::: Records provided
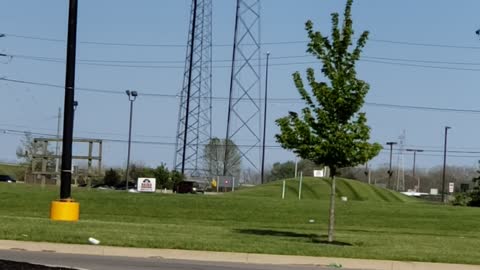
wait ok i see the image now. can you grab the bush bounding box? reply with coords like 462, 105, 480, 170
468, 190, 480, 207
452, 193, 472, 206
104, 168, 120, 186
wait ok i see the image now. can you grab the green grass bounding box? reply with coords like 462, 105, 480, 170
0, 179, 479, 265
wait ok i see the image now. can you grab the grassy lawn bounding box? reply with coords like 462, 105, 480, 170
0, 179, 479, 264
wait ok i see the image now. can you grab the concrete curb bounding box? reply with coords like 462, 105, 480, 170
0, 240, 478, 270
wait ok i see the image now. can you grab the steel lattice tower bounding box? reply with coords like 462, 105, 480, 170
224, 0, 261, 176
175, 0, 213, 177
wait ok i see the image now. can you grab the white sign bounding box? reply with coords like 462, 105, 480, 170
449, 182, 454, 193
137, 178, 156, 192
313, 170, 325, 178
430, 188, 438, 195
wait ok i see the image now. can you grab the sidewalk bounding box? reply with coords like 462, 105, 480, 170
0, 240, 478, 270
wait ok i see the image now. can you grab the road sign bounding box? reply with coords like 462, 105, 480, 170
449, 182, 454, 193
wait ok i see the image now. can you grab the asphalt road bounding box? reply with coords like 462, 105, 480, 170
0, 250, 351, 270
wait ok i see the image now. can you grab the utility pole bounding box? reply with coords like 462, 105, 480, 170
406, 149, 423, 192
442, 126, 451, 203
125, 90, 138, 191
260, 52, 270, 185
386, 142, 397, 189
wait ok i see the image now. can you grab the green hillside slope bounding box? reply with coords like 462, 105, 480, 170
234, 177, 415, 202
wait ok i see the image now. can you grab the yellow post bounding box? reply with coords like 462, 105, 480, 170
50, 199, 80, 222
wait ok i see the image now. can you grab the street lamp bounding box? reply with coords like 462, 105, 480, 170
442, 126, 451, 203
386, 142, 397, 189
261, 51, 270, 185
406, 149, 424, 192
125, 90, 138, 191
51, 0, 79, 222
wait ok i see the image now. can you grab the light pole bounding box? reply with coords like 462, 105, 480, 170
386, 142, 397, 189
406, 149, 423, 192
50, 0, 79, 222
261, 51, 270, 185
442, 126, 451, 203
125, 90, 138, 191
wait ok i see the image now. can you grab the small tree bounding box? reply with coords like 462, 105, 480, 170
170, 170, 185, 191
469, 162, 480, 207
203, 138, 241, 178
153, 164, 170, 189
103, 168, 120, 187
275, 0, 381, 242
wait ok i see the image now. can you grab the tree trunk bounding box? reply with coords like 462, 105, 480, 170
328, 174, 336, 242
::::::
What the task requires » Excluding the pictures, reproduce every entry exactly as given.

Solved exercise »
wait ok i see the image now. can you grab the bush bounding box? reply with coords like 462, 105, 480, 170
468, 190, 480, 207
452, 193, 472, 206
104, 168, 120, 186
wait ok i see the image now. can you grab the green grass bounding box? reply with coords like 462, 105, 480, 170
0, 179, 479, 265
wait ok i see the image now. can you grab the grassy lawn bounding box? reply with coords like 462, 105, 480, 170
0, 179, 479, 264
wait ok i see the image now. can you grab the concrete curb bounding box? reply with coords like 462, 105, 480, 170
0, 240, 478, 270
wait ok i see the image now. can you grab the steel lattice tower bounding box? reply with coords like 462, 105, 480, 170
224, 0, 261, 176
175, 0, 213, 177
wait ok i see the image now. can you grab the white sign bounding box? reply with coords like 462, 105, 480, 170
449, 182, 454, 193
137, 178, 156, 192
313, 170, 325, 178
430, 188, 438, 195
wait ok i see the image now. can you grab the sidewalk bounding box? reply with coords like 462, 105, 480, 170
0, 240, 478, 270
wait ok i see the image now. can you grab the road sign bounding box? reply with coords like 462, 105, 480, 170
449, 182, 454, 193
wait ok i see the image now. can you grab the asphalt road bounding box? reply with coords like 462, 105, 480, 170
0, 250, 351, 270
wait ok i see the image now. can you grab the utility pole bounding box? reply with coords like 462, 105, 480, 170
406, 149, 423, 192
442, 126, 451, 203
125, 90, 138, 191
260, 52, 270, 185
386, 142, 397, 189
wait ok i see the image now. can you grab the green hillside slope bounding box? reply with coords like 462, 105, 480, 170
234, 177, 415, 202
wait ok i see the image now. can you grab the yellow post bounding box? reply with coords like 462, 105, 480, 170
50, 199, 80, 222
wait ok i see the image now. can you grab the street lamp bounding box? reply with coords like 462, 105, 480, 170
442, 126, 451, 203
386, 142, 397, 189
261, 51, 270, 185
406, 149, 424, 192
125, 90, 138, 191
51, 0, 79, 222
wait ok i see the image now. can you grab the light pole bounding box? reply with coords like 462, 105, 480, 170
386, 142, 397, 189
406, 149, 423, 192
50, 0, 79, 222
261, 51, 270, 185
442, 126, 451, 203
125, 90, 138, 191
wait ok i see the image now. can you grab the small tree bounding box? reply with coords like 462, 105, 480, 170
170, 170, 185, 191
469, 162, 480, 207
203, 138, 241, 178
153, 164, 170, 189
103, 168, 120, 187
275, 0, 381, 242
wait ok i see the image now. can you grab the tree trunk bounding box? reply with coords like 462, 105, 480, 170
328, 174, 336, 242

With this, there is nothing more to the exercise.